- _EXERCISE_
Arrange the lines below, starting at the line containing "locate --obj outstretched hand" and ending at the line containing "[392,46,406,67]", into a Markdown table with the columns Row and Line text. Skip any blank lines.

-- BEGIN GIVEN DATA --

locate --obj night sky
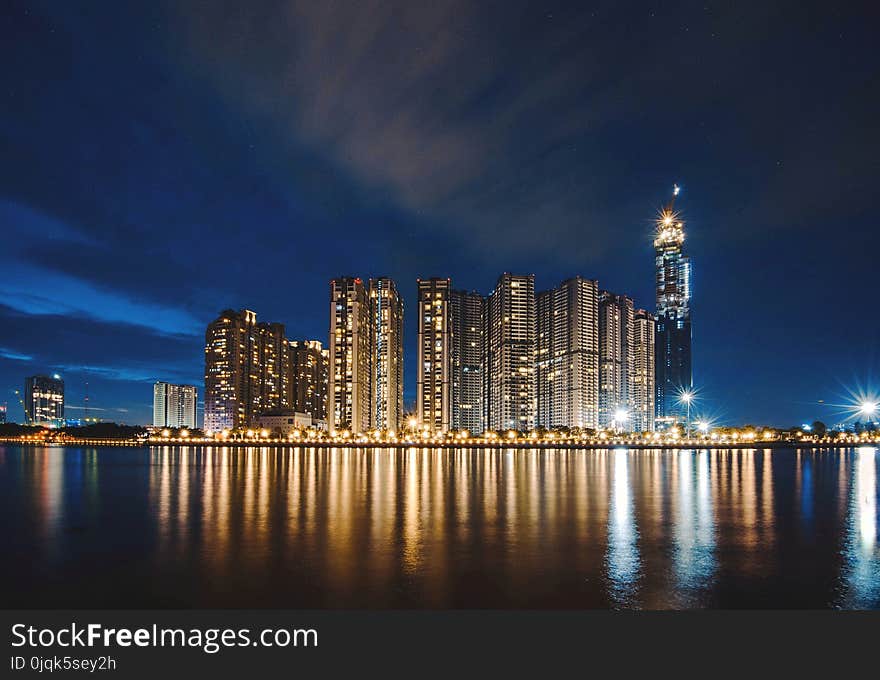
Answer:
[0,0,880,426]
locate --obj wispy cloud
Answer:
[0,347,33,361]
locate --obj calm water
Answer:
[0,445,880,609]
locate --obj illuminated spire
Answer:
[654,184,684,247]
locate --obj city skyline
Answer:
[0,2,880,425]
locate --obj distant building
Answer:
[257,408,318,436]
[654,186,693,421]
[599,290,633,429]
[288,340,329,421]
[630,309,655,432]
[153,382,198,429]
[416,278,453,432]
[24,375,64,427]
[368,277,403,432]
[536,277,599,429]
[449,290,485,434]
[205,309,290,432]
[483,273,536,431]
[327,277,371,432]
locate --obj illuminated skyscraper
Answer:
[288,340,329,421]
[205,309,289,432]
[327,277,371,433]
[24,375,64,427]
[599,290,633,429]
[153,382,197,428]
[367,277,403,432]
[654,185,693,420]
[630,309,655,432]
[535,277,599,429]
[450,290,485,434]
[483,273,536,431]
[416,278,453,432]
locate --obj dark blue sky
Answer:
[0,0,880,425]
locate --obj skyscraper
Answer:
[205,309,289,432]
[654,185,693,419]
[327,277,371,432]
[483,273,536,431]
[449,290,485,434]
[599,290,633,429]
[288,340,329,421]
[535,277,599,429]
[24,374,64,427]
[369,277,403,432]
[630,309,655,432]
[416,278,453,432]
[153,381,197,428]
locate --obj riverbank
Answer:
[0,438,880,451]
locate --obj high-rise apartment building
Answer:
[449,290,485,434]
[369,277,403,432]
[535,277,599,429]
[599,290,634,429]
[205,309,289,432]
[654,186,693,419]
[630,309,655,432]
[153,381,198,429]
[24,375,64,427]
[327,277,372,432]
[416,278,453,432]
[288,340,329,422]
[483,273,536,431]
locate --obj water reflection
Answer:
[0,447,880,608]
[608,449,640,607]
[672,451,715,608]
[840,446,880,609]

-- END GIVEN DATA --
-- BEGIN GIVEN DATA --

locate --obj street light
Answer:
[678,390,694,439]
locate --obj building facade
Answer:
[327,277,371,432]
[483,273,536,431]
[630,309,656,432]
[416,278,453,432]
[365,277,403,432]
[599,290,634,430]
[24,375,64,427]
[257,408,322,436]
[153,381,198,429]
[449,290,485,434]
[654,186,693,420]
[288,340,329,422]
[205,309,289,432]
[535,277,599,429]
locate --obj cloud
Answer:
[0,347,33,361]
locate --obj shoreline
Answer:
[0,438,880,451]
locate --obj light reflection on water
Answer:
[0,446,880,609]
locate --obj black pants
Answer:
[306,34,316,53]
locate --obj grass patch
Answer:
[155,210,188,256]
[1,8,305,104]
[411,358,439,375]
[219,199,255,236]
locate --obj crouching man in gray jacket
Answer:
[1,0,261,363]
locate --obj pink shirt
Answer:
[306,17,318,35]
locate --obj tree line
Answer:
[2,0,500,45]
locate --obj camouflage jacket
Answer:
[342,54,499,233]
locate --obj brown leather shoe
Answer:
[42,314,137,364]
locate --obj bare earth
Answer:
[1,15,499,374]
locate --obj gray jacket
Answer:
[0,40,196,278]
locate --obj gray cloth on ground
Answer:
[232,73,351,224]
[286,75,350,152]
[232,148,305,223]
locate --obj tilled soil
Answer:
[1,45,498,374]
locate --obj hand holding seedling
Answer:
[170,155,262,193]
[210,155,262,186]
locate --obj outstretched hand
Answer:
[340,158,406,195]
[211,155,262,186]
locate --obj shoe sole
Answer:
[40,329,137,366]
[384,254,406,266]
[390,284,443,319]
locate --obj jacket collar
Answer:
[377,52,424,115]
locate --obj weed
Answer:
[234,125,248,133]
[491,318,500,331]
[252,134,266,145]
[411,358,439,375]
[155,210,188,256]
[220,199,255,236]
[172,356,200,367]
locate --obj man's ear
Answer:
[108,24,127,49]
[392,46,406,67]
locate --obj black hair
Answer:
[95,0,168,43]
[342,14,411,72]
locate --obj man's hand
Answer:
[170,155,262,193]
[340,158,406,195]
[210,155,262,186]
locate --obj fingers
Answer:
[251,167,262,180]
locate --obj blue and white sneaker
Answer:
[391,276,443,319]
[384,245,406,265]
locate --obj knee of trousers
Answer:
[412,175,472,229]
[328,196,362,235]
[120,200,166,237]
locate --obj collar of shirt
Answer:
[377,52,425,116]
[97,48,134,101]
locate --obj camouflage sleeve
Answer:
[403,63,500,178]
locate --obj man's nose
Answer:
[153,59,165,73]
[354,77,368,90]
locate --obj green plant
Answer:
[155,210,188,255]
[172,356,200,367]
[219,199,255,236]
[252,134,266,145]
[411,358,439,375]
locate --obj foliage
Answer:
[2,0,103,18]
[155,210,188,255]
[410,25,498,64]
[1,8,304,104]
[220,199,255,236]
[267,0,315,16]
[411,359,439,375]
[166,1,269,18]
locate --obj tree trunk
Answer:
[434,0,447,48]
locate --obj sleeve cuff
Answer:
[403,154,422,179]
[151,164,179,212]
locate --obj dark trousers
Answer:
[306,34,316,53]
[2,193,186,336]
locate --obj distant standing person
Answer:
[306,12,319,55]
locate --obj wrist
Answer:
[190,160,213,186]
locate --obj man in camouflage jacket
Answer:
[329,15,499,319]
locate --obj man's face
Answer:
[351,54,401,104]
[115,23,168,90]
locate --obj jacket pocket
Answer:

-- END GIVEN DATA --

- _THE COMPLETED TASK_
| Row | Line text |
|---|---|
| 1 | locate --obj outstretched hand |
| 2 | Answer: |
| 3 | [340,158,406,195] |
| 4 | [211,155,262,186] |
| 5 | locate --obj shoe sole |
| 6 | Answer: |
| 7 | [40,329,137,366] |
| 8 | [384,254,406,266] |
| 9 | [390,284,443,319] |
| 10 | locate --obj jacket collar |
| 11 | Answer: |
| 12 | [377,52,424,115] |
| 13 | locate --obj weed |
| 14 | Answer: |
| 15 | [234,125,248,133] |
| 16 | [491,318,500,331] |
| 17 | [252,134,266,145] |
| 18 | [411,358,439,375] |
| 19 | [155,210,188,256] |
| 20 | [220,199,255,236] |
| 21 | [172,356,200,367] |
| 22 | locate --obj man's ear |
| 23 | Answer: |
| 24 | [108,24,127,49] |
| 25 | [392,46,406,67] |